:: MATERIAL ::

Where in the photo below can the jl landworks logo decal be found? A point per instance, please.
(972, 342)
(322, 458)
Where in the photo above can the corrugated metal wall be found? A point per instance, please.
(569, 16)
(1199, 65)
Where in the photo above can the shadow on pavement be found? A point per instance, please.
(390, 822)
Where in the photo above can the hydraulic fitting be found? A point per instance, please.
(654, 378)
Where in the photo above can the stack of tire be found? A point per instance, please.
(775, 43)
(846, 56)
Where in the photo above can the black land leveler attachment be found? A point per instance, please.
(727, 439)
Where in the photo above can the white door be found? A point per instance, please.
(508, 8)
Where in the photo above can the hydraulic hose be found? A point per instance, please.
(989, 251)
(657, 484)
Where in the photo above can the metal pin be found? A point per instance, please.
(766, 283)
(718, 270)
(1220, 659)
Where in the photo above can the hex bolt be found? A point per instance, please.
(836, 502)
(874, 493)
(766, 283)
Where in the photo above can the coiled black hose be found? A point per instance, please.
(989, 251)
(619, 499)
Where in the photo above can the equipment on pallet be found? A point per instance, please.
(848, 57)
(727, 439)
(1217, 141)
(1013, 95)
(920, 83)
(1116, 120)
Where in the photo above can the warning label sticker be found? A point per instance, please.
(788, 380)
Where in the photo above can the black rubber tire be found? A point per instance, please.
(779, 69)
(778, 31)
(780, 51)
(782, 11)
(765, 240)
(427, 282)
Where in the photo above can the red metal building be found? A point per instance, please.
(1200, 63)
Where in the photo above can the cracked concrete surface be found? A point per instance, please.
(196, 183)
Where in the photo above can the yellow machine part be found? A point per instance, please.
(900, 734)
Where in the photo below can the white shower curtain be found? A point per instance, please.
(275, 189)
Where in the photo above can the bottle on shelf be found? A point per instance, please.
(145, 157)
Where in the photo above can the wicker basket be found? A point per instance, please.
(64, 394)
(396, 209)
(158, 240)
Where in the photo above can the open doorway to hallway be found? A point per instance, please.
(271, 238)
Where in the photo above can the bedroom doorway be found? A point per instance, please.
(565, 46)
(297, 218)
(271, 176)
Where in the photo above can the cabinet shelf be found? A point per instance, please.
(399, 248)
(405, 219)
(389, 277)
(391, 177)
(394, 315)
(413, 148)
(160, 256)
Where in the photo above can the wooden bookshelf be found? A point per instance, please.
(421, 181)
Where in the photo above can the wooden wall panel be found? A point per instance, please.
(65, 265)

:::

* [WORK REQUIRED]: Rewrite the lines above as a JSON list of strings, one string per line, leaving out any blank lines.

* [ANSWER BELOW]:
[
  "Where in the photo below can the jl landworks logo decal be found? A point per instance, please.",
  "(972, 342)",
  "(322, 458)",
  "Where in the photo above can the corrugated metal wall be found? A point per instance, please.",
  "(569, 16)",
  "(1199, 65)",
  "Where in the photo above can the shadow on pavement be found? A point per instance, please.",
  "(390, 822)",
  "Where in the photo above can the hydraulic fitting be found? A point per instance, please.",
  "(654, 378)",
  "Where in the photo above can the stack of tire be found? A point per instance, please.",
  "(775, 43)",
  "(846, 56)",
  "Where in the photo above can the black land leveler attachment be found? A point per instance, please.",
  "(727, 439)",
  "Where in the photo above can the white door be found? A point per instance, please.",
  "(508, 8)",
  "Where in the photo above can the hydraulic hose be found? A point per instance, please.",
  "(989, 251)",
  "(657, 484)",
  "Where in the photo above can the metal pin be found? A point per instance, please.",
  "(766, 283)",
  "(718, 270)",
  "(1220, 659)",
  "Where in the photo above can the hex bolt be found? A point per instance, please.",
  "(836, 502)",
  "(874, 493)",
  "(766, 283)",
  "Where in the photo above can the coiled black hose be found? A point per instance, please.",
  "(989, 251)",
  "(619, 499)",
  "Where in the photo above can the equipment on pallet be found? A point per instance, please.",
  "(848, 57)",
  "(727, 439)",
  "(1217, 141)",
  "(1013, 95)",
  "(920, 83)",
  "(1116, 120)",
  "Where in the photo above can the warning label sticker be found? A point per instance, please.",
  "(788, 380)",
  "Where in the photo above can the black rubber tire be found? A point per instance, please.",
  "(779, 69)",
  "(778, 31)",
  "(780, 51)",
  "(782, 11)",
  "(765, 240)",
  "(427, 282)",
  "Where in the photo above can the red metal building be found? A point per instance, please.",
  "(1200, 63)",
  "Where in the photo above can the cracked concrete surface be found? A point per instance, please.",
  "(196, 183)",
  "Where in the photo above can the yellow machine part be found? A point per instance, please.",
  "(900, 734)",
  "Where in the photo below can the white shower curtain be found? A point per instance, please.",
  "(275, 189)",
  "Where in the photo above can the bottle on shelf be found? A point per instance, please.",
  "(145, 157)",
  "Where in the photo above can the wicker basket be found? A point per instance, please.",
  "(64, 394)",
  "(396, 209)",
  "(158, 240)",
  "Where in the photo above can the open doorway to hallway be found? A point per instance, please.",
  "(271, 238)",
  "Where in the photo above can the bedroom doorway be found? A point per instance, please.",
  "(565, 46)",
  "(297, 218)",
  "(271, 176)",
  "Where in the photo above can the cabinet shelf be found? A point per instance, please.",
  "(399, 248)",
  "(405, 219)",
  "(389, 277)",
  "(391, 177)",
  "(394, 315)",
  "(413, 148)",
  "(160, 256)",
  "Where in the photo above can the wooden bookshelf be found? A point per instance, please.",
  "(421, 181)",
  "Where in the photo above can the wooden wall panel be found? A point per instance, please.",
  "(65, 265)"
]